#### [SOURCE EXCERPT]
+++

By Yvonne Gordon
It’s less well known and much quieter than neighbouring Malta, but Yvonne Gordon is won over by Gozo’s Mediterranean magic
Clip clop, clip clop.
The horses’ hooves echo along the laneway under my window. As the sound fades, I can hear a donkey braying, dogs barking and, in the distance, what sounds like goats bleating. It’s a dawn chorus – but one in which animals rather than birds are singing about the start of a new day.
It’s early morning on the island of Gozo, the second-largest island in the Maltese archipelago in the Mediterranean Sea.
As the air heats up, I bring my breakfast outside to the terrace of the 17th-century farmhouse, taking in the surroundings. Prickly pear trees hang over the small pool, surrounded by walls of the same golden limestone that lines the village streets. Sitting here, I can hear church bells pealing in the distance, but no traffic.
Gozo is smaller and quieter than neighbouring Malta. Just four miles separates the two, but Gozo doesn’t have motorways or even an airport. It does have hotels, holiday apartments and beaches – if that’s what you’re after – but on a much smaller scale than Malta. I’ve skipped those, instead choosing to stay at a more rural farmhouse in the village of Xewkija, discovering the island and its traditions at a more relaxed pace.
Churches are dotted around the island.
Dropping into the bakery to stock up for the day, I line up with the locals as the bakers weave around us with full trays of ftira (traditional pizza-like bread, topped with vegetables and potatoes) and qassatat (small pies filled with peas or cheese), to load into the wood-fired oven. There are no shop counters here – you just pick your bread or ftiras straight from the cooling racks.
For sightseeing, the Azure Window at Dwejra (pictured top) is one of Gozo’s most outstanding natural features. A massive natural limestone rock arch, it gets its name from the clear blue Mediterranean Sea beneath it. Dwejra is also home to Qawra, or the Inland Sea, a sea-water lagoon with a tunnel leading to the open sea, and the Blue Hole, a popular diving spot.
The Azure Window has also been used as a location for films such as Clash Of The Titans, The Count Of Monte Cristo and appeared in Season 1 of the HBO TV series Game Of Thrones. This year, Gozo will have another big screen moment with the release of Angelina Jolie’s film By The Sea. The film was set in Mgarr ix-Xini Bay and last summer Jolie, Brad Pitt and their family took up residence in a farmhouse nearby for the three months of filming. They were often spotted around the island.

+++

#### [GIVEN MATERIAL]

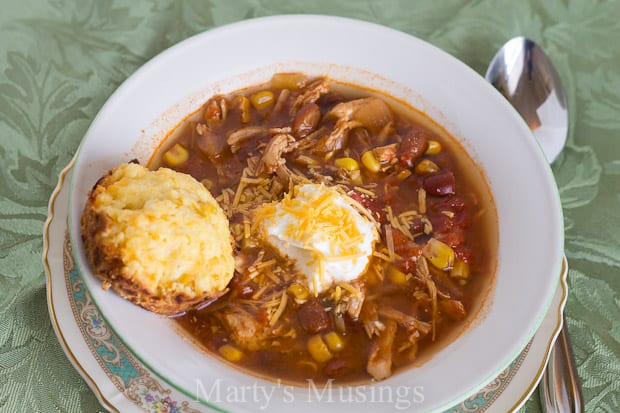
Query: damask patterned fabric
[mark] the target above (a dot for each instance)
(61, 59)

+++

Answer these questions from the Gozo travel article:
(a) How many miles separate Gozo from Malta?
(b) In which village is the farmhouse where the writer stays?
(c) What gives the Azure Window its name?
The listing is separate material, apart from the Gozo travel article.

#### [RESPONSE TO THIS TASK]
(a) Four miles.
(b) Xewkija.
(c) The clear blue Mediterranean Sea beneath it.